------ Data for this task
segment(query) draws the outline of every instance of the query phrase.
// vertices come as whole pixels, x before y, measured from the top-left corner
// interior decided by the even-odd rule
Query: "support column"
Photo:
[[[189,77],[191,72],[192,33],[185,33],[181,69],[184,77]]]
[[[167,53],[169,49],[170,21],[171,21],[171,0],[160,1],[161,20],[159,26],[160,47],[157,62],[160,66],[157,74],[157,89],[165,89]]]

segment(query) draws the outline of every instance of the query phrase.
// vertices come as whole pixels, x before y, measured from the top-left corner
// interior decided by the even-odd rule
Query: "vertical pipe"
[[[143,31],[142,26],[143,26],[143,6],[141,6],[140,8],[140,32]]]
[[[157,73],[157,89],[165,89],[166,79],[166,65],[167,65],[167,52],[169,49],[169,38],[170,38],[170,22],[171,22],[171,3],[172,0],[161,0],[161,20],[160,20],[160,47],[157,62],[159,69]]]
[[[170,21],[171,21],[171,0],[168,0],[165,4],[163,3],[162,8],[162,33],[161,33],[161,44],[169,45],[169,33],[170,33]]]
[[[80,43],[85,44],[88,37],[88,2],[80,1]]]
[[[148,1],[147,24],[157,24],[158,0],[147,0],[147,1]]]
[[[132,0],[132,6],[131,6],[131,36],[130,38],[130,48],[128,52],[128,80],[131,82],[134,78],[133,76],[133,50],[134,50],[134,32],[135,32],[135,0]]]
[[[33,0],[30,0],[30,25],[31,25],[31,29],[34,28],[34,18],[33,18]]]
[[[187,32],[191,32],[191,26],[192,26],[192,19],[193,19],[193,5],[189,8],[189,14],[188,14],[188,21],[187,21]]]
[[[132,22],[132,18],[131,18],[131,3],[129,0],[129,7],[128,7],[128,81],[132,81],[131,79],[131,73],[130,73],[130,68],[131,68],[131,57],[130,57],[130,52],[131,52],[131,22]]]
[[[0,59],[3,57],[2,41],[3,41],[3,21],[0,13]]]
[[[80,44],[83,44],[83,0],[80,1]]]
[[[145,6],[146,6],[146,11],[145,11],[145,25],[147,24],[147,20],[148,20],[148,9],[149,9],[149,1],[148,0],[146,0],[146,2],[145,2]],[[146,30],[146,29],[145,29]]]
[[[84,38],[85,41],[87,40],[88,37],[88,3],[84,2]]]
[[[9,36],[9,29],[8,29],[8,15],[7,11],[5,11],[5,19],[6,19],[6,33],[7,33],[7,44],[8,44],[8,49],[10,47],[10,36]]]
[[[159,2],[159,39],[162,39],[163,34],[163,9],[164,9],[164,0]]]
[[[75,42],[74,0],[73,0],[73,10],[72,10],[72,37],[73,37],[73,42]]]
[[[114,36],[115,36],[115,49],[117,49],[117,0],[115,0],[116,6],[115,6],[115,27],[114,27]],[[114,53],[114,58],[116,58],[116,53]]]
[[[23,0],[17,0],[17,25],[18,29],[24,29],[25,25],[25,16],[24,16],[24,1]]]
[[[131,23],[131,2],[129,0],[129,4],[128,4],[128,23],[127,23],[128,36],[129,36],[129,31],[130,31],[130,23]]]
------------
Copy out the data exactly, keeping each line whole.

Written reply:
segment(query) draws the outline of every instance of the query phrase.
// vertices come as whole pixels, x before y, measured from the top-left corner
// interior decided by the even-odd rule
Query: "support column"
Photo:
[[[189,77],[191,72],[192,33],[185,33],[181,69],[184,77]]]
[[[167,53],[169,49],[170,21],[171,21],[171,0],[160,1],[161,20],[159,26],[160,47],[157,62],[160,66],[157,74],[157,89],[165,89]]]

segment(query) draws the outline of every instance of the query phrase.
// vertices come as whole pixels, x before y, measured from the top-left corner
// interior decided by the even-odd rule
Query: "vertical pipe"
[[[143,31],[142,26],[143,26],[143,6],[141,6],[140,8],[140,32]]]
[[[157,73],[157,89],[165,89],[166,79],[166,65],[167,65],[167,52],[169,49],[169,38],[170,38],[170,22],[171,22],[171,3],[172,0],[161,0],[161,20],[160,20],[160,47],[157,62],[159,69]]]
[[[170,21],[171,21],[171,0],[168,0],[165,4],[163,3],[162,8],[162,33],[161,33],[161,44],[169,45],[169,33],[170,33]]]
[[[80,43],[85,44],[88,37],[88,2],[80,1]]]
[[[148,1],[147,24],[157,24],[158,0],[147,0],[147,1]]]
[[[132,0],[132,6],[131,6],[131,36],[130,38],[130,48],[128,52],[128,80],[131,82],[134,78],[133,76],[133,50],[134,50],[134,32],[135,32],[135,0]]]
[[[33,0],[30,0],[30,25],[31,25],[31,29],[34,28],[34,18],[33,18]]]
[[[187,32],[191,32],[191,26],[192,26],[192,19],[193,19],[193,5],[189,8],[189,14],[188,14],[188,21],[187,21]]]
[[[132,22],[132,18],[131,18],[131,3],[129,0],[129,7],[128,7],[128,81],[132,81],[131,79],[131,73],[130,73],[130,68],[131,68],[131,57],[130,57],[130,52],[131,52],[131,22]]]
[[[0,59],[3,57],[2,41],[3,41],[3,21],[0,13]]]
[[[80,44],[83,44],[83,0],[80,1]]]
[[[145,6],[146,6],[146,11],[145,11],[145,25],[147,24],[147,20],[148,20],[148,9],[149,9],[149,1],[148,0],[146,0],[146,2],[145,2]],[[146,30],[146,29],[145,29]]]
[[[84,38],[85,41],[87,40],[88,37],[88,3],[84,2]]]
[[[9,36],[9,29],[8,29],[8,15],[7,11],[5,11],[5,19],[6,19],[6,33],[7,33],[7,44],[8,44],[8,49],[10,47],[10,36]]]
[[[159,2],[159,39],[162,39],[163,34],[163,9],[164,9],[164,0]]]
[[[75,42],[74,0],[73,0],[73,10],[72,10],[72,37],[73,37],[73,42]]]
[[[114,36],[115,36],[115,49],[117,49],[117,0],[115,0],[116,6],[115,6],[115,27],[114,27]],[[114,53],[114,58],[116,58],[116,53]]]
[[[23,0],[17,0],[17,25],[18,29],[24,29],[25,25],[25,16],[24,16],[24,1]]]
[[[131,23],[131,2],[129,0],[129,4],[128,4],[128,23],[127,23],[128,36],[129,36],[129,31],[130,31],[130,23]]]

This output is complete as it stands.